* Set problem: Transcribe every one of the rows below word for word, with no changes.

* Entries:

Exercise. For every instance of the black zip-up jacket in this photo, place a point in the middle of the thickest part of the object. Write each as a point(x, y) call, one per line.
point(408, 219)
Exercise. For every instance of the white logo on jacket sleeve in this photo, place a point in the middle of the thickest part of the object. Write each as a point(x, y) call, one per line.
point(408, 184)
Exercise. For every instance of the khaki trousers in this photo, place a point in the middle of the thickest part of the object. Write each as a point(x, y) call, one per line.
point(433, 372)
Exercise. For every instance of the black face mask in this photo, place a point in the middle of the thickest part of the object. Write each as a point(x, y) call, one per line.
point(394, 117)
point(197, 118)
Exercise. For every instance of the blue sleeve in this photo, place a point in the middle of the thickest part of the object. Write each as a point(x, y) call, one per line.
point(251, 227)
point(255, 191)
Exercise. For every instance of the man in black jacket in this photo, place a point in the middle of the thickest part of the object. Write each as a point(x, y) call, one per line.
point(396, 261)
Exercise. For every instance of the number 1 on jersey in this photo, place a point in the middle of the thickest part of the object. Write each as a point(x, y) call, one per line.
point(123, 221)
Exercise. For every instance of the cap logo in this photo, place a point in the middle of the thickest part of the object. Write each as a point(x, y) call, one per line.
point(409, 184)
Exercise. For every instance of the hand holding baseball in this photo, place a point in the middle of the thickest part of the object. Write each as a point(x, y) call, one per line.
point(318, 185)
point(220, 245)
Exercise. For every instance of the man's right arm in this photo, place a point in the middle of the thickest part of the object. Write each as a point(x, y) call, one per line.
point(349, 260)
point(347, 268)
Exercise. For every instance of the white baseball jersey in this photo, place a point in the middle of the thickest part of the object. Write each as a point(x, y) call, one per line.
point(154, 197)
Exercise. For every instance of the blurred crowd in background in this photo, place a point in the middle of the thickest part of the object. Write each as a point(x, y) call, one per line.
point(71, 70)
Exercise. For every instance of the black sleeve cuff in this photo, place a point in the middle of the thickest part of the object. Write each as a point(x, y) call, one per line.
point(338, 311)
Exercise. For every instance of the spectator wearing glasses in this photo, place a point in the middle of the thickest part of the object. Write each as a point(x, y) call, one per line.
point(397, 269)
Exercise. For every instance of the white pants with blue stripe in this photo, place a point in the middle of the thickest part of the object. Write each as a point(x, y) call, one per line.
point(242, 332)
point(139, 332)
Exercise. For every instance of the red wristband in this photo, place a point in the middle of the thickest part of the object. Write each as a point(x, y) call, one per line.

* Solution to this exercise:
Exercise. For every instance of the black zip-up jacket in this photo, place a point in the middle of the thickest part of the object. Write each as a point(x, y) call, one per line.
point(408, 219)
Exercise. For every instance of the white logo on jacket sleeve in this photo, place a point in the middle of the thickest part of the object. Write each as a point(x, y) call, one per line.
point(408, 184)
Exercise. For every instance of the khaki trousers in this photo, place a point in the middle of the thickest part of the object. Write each as a point(x, y) call, one per line.
point(433, 372)
Exercise. For every instance of the black face mask in this photo, place a point in the middle of the thickest part of the object. Write each as a point(x, y) call, one per line.
point(394, 117)
point(197, 118)
Exercise. For every instance of the blue sleeve in this photo, place a point in the middle of the thickest part of the object. Write each as a point(x, y) call, one per line.
point(251, 227)
point(255, 191)
Exercise. For every instance of the man in black jacket in this photo, place a point in the middle of the thickest part of the object. Write each as a point(x, y) call, one per line.
point(396, 261)
Exercise. For every instance of the number 1 on jersey in this photo, place a point in the middle of the thickest part of the object. Write each as a point(x, y) call, one per line.
point(123, 221)
Exercise. For every instance of the cap logo in this photo, place a point in the middle of the thickest part of the object. Write each as a point(x, y) call, one per line.
point(409, 184)
Exercise. For every instance of the hand holding baseball in this photo, place a point in the middle of the thickest part of the object. Write each as a point(x, y) call, one per line.
point(318, 185)
point(220, 245)
Exercise. For every instance of the man's right arm in this photo, place a point in the middle of the thickest part of the object. Write each as a point(x, y) call, one per line.
point(349, 260)
point(347, 268)
Exercise. For every instance of the white baseball jersey in this photo, place a point in the middle of the thickest part of the object. Write each as a point(x, y) call, one per line.
point(154, 197)
Exercise. For every instance of the blurred crowd in background in this photo, place a point in the middle of the thickest part of the object. Write each as a point(x, y) call, one per line.
point(71, 70)
Exercise. For every instance of the black sleeve cuff in this photo, place a point in the middle of the thickest part of the object. Write each as a point(x, y) call, one per line.
point(338, 311)
Exercise. For every instance of the spectator wearing glasses in this photo, place a point in the middle of the thickest part of the object. Write each as a point(x, y) call, one per line.
point(397, 269)
Exercise. For every instance of the white pants with blue stripe in this photo, place a point in the middle of the thickest part of the object. Write each as a point(x, y) call, one per line.
point(242, 332)
point(139, 332)
Exercise. For every instance of the red wristband in this photo, place a point in the middle of the thickest part of the object. Write each as a point(x, y) call, one per line.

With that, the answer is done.